**Deine Aufgabe**
Welche Benutzernamen stehen im Forumsauszug als Überschrift über den Beiträgen? Nenne jeden Namen nur einmal.

**Lesetext**
============================================================
Geh mal vor Spielstart bei Steam per Rechtsklick auf das Spiel, Eigenschaften und lokale Dateien, dort "auf Fehler prüfen" oder so


----------



## HeinzNeu (25. Oktober 2012)

Habe ich alles schon gemacht. Ohne Erfolg.
Inzwischen habe ich gehört es soll ein Problem mit der Steam-Cloud-Synchronisation sein...???


----------



## Herbboy (25. Oktober 2012)

Wäre auch möglich, es muss nicht unbedingt was mit dem Beta-Treiber zu tun haben. Kannst Du denn auch kein komplett neues Spiel mehr starten?


----------



## HeinzNeu (26. Oktober 2012)

Nein, auch das geht leider nicht mehr.


----------



## Sheggo (26. Oktober 2012)

hätte auch mal eine Frage:
welche Taktik habt ihr, durch größere Gruppen von Weinern zu kommen, ohne alle zu töten? irgendwie sind die viel aufmerksamer als Wachen und durch ihre "unberechenbare" Art kann man auch nicht vorhersagen, wann sie sich in welche Richtung drehen...

Wachen töte ich eigentlich immer (so viele wie möglich ), aber Weiner sehe ich noch als Zivilisten an und würde sie gerne leben lassen, aber trotzdem nicht gesehen werden.

es fehlt einfach eine Betäubungsgranate oder ähnliches im Spiel...


----------



## HeinzNeu (26. Oktober 2012)

Gibt's denn wirklich keinen Tipp für mein o.g. Problem.
Auch der Start im windowed-Modus hat nix gebracht...


----------



## Sheggo (26. Oktober 2012)

HeinzNeu schrieb:


> Gibt's denn wirklich keinen Tipp für mein o.g. Problem.
> Auch der Start im windowed-Modus hat nix gebracht...


 solltest wohl mal den Support vom Hersteller oder von Steam in Anspruch nehmen. Allerdings werden die dir erstmal eine Neuinstallation empfehlen...
============================================================
**Datenauszug**

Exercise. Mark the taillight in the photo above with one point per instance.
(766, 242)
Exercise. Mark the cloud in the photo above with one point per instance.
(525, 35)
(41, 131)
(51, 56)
============================================================
**Ergebnis**
HeinzNeu, Herbboy, Sheggo